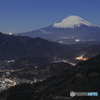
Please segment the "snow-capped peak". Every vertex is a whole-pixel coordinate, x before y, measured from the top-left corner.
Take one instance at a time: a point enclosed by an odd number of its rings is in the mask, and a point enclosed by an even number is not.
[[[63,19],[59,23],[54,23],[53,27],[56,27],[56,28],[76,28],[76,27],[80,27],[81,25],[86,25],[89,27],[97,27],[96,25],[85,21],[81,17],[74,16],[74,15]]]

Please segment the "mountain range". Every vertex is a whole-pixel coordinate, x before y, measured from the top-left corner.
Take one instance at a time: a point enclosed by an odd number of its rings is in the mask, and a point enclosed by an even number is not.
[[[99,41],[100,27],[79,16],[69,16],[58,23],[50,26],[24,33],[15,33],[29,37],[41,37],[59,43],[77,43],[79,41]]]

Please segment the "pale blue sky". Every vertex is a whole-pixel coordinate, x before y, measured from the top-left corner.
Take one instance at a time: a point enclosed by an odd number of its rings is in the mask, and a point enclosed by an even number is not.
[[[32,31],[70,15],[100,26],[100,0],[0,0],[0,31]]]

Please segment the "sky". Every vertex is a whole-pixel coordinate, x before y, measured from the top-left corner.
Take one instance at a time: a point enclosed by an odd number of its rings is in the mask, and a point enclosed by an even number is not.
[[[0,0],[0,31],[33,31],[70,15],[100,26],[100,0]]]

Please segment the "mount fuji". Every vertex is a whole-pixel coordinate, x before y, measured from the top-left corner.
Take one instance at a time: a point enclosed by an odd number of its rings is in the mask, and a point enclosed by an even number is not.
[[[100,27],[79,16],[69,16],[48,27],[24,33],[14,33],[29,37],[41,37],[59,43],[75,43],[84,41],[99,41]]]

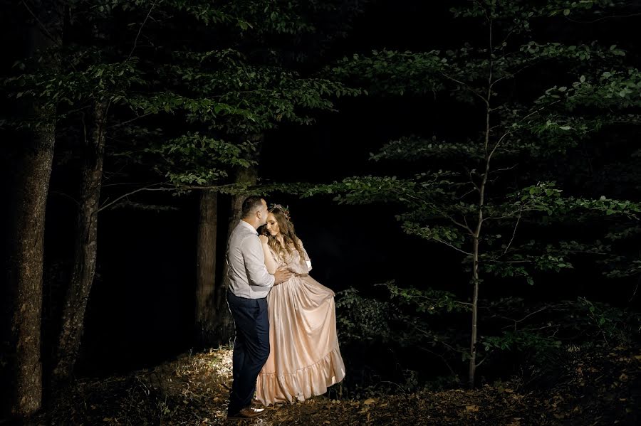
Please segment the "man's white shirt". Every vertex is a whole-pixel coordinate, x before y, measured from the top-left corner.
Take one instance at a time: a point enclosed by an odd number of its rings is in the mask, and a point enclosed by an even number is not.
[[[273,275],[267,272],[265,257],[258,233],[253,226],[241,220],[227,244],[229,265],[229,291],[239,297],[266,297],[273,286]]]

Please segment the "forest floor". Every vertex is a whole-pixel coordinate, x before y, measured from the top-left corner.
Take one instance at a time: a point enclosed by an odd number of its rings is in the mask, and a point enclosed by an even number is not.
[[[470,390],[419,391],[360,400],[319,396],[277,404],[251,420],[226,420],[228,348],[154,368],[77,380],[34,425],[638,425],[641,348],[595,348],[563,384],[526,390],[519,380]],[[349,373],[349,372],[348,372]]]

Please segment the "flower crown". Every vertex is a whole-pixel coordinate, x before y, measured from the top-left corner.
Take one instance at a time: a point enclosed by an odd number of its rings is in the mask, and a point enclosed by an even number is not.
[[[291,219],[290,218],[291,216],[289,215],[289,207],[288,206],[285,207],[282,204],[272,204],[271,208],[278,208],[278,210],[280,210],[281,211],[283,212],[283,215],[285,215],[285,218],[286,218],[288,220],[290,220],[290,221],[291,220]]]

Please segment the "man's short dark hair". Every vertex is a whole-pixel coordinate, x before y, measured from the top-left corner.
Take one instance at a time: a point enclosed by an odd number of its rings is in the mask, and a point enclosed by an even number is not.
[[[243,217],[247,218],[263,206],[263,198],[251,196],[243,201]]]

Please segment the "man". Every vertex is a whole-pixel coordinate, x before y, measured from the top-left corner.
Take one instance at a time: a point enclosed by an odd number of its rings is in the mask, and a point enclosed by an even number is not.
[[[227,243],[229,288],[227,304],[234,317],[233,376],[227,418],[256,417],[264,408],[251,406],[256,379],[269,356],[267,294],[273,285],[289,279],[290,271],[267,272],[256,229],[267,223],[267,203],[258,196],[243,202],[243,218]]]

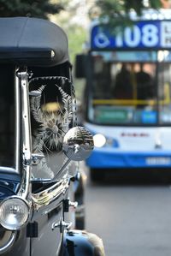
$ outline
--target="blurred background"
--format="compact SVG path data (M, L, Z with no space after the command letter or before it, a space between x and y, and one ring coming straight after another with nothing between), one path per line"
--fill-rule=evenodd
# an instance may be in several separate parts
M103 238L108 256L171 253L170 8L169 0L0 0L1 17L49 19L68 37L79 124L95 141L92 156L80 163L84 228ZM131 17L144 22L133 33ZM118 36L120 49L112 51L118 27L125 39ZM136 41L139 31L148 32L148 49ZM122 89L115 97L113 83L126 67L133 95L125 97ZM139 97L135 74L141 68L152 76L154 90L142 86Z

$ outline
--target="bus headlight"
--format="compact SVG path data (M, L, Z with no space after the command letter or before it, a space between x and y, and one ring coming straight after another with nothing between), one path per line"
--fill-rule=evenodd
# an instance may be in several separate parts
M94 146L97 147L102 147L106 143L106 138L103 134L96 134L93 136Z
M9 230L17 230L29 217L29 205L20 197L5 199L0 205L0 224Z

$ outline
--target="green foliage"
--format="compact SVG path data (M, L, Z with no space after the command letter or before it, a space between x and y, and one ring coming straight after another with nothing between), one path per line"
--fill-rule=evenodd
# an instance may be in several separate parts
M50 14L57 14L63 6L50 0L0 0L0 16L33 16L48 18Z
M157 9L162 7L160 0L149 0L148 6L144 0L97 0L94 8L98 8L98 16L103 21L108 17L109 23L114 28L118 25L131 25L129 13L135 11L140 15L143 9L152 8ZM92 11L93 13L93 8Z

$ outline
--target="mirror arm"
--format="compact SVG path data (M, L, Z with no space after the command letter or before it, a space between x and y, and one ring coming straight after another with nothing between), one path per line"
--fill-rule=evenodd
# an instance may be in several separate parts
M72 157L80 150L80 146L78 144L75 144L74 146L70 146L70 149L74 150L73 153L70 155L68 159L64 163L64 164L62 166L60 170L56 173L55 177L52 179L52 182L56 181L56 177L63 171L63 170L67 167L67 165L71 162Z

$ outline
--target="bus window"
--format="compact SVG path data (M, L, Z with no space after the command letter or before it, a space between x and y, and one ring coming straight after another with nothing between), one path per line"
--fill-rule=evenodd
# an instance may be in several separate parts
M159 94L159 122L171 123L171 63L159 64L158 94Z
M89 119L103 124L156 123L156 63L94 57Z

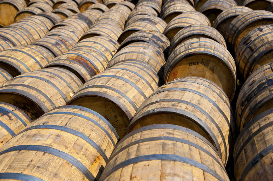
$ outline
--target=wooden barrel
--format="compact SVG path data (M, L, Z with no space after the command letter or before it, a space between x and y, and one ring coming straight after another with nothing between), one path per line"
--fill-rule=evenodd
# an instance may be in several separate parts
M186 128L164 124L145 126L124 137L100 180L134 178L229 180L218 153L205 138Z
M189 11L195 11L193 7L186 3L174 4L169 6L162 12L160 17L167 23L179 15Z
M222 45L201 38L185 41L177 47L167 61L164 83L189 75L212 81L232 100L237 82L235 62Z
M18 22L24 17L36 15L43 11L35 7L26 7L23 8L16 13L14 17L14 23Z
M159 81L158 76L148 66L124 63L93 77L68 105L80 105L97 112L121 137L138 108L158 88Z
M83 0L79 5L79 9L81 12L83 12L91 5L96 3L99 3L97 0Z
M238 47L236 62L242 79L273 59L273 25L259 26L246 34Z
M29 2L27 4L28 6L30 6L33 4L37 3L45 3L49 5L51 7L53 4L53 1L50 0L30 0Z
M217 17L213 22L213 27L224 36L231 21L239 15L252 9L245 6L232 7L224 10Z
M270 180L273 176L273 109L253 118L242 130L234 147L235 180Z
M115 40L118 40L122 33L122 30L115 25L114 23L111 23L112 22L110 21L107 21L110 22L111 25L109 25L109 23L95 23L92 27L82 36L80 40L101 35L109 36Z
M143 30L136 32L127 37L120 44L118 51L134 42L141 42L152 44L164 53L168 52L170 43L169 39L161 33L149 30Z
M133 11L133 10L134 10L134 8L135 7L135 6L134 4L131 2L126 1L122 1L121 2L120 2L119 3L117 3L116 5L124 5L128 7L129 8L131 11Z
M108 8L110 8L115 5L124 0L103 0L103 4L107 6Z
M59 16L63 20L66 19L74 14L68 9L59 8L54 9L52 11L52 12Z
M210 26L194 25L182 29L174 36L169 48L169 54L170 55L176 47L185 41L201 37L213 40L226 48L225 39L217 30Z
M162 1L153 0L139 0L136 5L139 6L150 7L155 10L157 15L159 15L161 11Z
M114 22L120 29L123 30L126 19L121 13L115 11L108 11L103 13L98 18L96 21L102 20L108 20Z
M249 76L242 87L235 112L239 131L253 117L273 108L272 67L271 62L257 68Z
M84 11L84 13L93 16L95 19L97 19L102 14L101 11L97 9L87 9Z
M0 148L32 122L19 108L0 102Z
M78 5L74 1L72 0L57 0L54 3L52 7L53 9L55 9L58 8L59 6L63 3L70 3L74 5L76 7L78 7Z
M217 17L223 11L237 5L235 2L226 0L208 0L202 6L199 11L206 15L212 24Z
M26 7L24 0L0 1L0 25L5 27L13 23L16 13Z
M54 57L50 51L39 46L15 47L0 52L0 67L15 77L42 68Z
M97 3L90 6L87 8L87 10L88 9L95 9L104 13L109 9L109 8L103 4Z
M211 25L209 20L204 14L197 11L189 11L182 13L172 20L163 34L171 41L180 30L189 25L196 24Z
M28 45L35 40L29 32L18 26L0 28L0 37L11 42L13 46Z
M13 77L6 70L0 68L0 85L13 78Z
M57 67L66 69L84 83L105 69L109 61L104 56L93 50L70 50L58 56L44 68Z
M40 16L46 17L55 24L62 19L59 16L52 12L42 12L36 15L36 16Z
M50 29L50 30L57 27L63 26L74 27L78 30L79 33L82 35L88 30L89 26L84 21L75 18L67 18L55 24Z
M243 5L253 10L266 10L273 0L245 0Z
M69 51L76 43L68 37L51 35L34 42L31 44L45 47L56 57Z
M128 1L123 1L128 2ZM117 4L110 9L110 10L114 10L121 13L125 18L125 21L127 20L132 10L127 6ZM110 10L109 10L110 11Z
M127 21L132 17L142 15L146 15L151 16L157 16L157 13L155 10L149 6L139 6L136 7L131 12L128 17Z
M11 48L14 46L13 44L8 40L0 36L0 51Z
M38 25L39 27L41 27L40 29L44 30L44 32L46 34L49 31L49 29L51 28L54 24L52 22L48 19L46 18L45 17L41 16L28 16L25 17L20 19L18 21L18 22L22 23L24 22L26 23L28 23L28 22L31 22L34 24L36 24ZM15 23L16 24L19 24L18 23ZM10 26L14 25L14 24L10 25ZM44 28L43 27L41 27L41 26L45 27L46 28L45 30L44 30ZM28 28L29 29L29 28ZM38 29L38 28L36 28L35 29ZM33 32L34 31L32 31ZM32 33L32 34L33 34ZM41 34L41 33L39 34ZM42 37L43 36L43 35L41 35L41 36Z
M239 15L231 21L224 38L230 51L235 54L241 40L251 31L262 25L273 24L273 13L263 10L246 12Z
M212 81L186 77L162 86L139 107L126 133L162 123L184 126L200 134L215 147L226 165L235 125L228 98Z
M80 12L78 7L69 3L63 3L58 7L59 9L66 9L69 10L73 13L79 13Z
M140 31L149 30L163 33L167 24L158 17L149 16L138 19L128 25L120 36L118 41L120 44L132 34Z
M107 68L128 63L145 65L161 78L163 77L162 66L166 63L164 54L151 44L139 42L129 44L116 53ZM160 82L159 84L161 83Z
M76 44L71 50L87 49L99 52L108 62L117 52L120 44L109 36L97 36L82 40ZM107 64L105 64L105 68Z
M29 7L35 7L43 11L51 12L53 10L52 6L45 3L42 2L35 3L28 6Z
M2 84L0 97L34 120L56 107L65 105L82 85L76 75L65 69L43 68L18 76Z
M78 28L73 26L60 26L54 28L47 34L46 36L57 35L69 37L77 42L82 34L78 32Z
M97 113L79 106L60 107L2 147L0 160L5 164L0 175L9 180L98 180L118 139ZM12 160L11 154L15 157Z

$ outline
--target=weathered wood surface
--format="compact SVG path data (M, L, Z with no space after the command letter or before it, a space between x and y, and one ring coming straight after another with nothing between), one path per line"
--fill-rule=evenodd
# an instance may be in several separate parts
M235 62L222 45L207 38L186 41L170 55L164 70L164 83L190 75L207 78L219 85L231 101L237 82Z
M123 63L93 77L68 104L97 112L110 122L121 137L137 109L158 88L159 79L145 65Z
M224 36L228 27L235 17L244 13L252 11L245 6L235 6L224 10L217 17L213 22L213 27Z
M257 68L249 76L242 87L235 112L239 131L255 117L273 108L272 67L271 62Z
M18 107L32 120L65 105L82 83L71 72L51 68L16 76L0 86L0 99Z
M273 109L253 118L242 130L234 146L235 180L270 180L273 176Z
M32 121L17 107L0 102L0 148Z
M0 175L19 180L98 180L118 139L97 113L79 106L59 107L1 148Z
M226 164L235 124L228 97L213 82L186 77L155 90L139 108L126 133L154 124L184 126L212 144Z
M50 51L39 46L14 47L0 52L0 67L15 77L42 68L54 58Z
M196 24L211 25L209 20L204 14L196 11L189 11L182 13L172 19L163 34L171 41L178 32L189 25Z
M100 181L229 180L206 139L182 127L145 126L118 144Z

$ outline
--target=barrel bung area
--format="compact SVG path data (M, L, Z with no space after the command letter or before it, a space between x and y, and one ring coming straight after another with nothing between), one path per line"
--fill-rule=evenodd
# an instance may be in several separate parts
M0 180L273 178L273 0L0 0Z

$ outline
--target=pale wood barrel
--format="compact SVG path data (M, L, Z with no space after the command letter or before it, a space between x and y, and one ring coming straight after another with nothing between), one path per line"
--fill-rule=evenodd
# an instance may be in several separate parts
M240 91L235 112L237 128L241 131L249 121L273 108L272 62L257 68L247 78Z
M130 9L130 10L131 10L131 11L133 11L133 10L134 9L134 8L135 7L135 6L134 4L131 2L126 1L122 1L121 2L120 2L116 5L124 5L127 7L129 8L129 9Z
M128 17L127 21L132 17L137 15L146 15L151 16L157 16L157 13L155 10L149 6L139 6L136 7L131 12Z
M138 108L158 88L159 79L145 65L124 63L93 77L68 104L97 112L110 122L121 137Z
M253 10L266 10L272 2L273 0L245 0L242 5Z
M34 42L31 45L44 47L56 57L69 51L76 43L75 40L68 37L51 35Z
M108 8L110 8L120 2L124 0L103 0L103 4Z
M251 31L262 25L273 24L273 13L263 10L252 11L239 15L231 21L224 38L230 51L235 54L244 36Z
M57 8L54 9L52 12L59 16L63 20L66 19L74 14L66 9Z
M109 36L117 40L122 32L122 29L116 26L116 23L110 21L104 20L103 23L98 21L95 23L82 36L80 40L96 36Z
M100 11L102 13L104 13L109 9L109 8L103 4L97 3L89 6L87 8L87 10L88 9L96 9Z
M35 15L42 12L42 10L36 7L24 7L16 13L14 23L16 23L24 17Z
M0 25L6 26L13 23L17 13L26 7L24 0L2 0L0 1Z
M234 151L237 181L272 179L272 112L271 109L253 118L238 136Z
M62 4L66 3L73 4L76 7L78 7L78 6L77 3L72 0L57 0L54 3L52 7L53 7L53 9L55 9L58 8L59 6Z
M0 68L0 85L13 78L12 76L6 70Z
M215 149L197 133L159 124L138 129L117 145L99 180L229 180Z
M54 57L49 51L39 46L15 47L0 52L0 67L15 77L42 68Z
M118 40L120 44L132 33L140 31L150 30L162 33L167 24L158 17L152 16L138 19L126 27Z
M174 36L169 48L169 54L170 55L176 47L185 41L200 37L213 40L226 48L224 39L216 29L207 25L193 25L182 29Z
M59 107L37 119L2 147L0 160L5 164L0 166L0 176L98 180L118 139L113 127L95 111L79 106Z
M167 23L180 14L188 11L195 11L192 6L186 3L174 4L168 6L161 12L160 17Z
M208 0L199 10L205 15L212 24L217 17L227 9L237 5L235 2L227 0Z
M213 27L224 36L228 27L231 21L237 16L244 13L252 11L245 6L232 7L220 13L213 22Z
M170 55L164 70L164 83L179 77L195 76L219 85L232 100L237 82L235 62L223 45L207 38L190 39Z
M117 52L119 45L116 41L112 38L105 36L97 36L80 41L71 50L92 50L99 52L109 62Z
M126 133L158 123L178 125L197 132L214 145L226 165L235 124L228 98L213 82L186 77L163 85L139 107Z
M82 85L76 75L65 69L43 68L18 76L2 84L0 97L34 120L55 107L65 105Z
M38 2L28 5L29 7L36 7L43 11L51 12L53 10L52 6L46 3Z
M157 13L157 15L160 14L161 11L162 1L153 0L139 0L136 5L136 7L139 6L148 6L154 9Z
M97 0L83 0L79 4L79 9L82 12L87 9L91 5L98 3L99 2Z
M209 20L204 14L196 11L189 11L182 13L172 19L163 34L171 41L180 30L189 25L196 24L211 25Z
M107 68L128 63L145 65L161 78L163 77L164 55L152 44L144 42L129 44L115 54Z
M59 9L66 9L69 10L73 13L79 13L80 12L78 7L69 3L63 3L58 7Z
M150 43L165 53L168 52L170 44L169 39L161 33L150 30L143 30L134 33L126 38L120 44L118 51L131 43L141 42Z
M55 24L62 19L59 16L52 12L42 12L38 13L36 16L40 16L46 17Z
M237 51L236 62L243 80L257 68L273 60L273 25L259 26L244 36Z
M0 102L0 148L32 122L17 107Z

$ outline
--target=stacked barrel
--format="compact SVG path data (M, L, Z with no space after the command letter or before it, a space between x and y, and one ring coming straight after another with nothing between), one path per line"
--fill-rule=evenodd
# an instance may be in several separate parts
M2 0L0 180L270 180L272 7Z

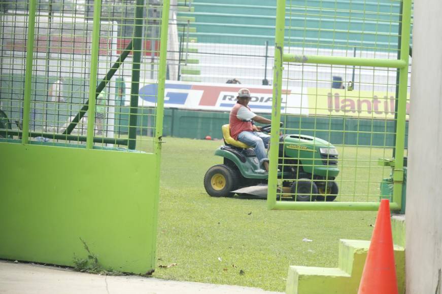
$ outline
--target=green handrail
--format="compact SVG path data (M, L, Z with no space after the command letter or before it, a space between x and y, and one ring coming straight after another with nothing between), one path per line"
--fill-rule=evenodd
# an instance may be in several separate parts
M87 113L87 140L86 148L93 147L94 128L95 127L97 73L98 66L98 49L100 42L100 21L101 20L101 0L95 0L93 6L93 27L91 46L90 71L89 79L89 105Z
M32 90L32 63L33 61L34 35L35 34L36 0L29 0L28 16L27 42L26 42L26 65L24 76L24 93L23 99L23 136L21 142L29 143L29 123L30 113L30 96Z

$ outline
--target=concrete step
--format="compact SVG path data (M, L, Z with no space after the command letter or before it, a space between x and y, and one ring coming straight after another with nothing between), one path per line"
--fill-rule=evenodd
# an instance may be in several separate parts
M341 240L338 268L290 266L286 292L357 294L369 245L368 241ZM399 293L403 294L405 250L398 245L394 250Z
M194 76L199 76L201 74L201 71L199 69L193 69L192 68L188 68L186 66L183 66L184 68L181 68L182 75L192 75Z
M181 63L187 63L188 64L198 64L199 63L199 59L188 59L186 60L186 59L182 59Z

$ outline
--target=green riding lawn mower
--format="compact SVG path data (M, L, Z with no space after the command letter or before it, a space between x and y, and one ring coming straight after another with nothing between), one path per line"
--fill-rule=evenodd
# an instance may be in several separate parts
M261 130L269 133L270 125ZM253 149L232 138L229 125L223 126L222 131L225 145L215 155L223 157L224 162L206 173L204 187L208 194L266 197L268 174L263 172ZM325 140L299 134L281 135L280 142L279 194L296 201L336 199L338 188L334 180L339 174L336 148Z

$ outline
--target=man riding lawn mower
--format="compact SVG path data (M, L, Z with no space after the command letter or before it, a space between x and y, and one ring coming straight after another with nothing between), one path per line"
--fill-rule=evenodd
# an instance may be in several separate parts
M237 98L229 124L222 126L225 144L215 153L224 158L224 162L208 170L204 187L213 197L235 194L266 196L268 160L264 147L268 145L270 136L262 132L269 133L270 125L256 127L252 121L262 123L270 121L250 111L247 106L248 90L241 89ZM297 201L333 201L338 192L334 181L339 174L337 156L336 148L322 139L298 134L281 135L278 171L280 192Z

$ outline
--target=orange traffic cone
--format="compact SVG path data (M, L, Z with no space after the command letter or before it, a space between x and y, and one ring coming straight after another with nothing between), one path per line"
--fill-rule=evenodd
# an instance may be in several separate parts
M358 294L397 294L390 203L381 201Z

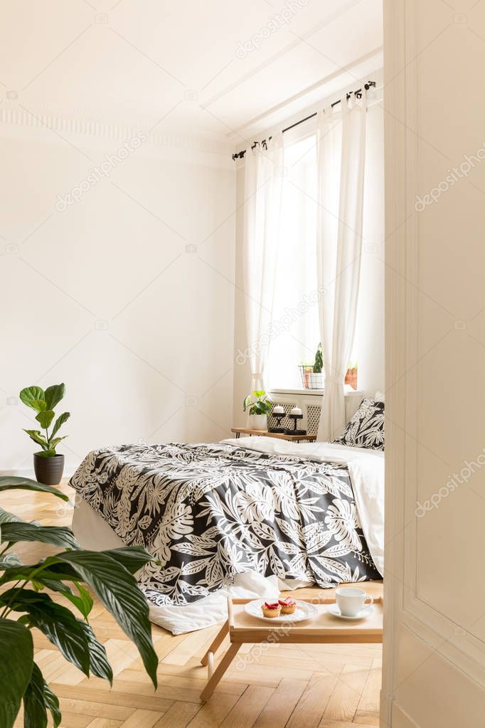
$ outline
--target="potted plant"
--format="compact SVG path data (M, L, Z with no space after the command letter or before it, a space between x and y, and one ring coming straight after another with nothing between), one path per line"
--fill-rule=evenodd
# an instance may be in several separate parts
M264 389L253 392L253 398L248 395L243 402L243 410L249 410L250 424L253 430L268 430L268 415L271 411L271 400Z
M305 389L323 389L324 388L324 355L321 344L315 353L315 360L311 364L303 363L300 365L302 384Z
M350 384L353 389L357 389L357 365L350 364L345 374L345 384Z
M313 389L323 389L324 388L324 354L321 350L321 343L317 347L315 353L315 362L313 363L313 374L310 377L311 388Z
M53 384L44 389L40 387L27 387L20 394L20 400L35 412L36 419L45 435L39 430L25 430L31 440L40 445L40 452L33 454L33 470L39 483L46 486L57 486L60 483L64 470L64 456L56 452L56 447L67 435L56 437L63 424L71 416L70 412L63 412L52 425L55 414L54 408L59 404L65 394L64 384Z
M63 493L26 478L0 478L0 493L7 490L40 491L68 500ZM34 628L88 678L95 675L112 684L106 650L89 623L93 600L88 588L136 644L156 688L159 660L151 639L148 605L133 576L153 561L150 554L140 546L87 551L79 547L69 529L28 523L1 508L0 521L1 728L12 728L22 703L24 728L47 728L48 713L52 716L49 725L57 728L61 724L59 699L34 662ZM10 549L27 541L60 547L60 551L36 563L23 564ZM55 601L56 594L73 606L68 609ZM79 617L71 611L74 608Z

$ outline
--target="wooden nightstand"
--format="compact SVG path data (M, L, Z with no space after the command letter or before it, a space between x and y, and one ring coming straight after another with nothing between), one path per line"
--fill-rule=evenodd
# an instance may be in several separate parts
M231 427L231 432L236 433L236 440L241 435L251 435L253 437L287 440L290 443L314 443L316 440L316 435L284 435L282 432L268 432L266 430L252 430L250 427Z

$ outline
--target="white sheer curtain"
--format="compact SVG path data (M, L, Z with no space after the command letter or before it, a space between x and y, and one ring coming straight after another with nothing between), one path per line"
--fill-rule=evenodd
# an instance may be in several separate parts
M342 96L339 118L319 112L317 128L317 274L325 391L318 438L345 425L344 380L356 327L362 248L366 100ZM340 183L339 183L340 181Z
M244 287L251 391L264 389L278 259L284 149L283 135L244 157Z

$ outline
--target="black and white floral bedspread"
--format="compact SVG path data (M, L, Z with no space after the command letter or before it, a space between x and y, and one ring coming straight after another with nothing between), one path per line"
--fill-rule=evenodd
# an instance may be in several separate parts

------------------------------------

> [EXERCISE]
Pull out each line of the data that contains the string "white". Case counts.

> [RESULT OF THIS EXERCISE]
Please segment the "man's white shirt". Every vertex is a whole-pixel coordinate, x before y, measured from the top-left corner.
--target="white sheer curtain"
--target="black and white floral bedspread"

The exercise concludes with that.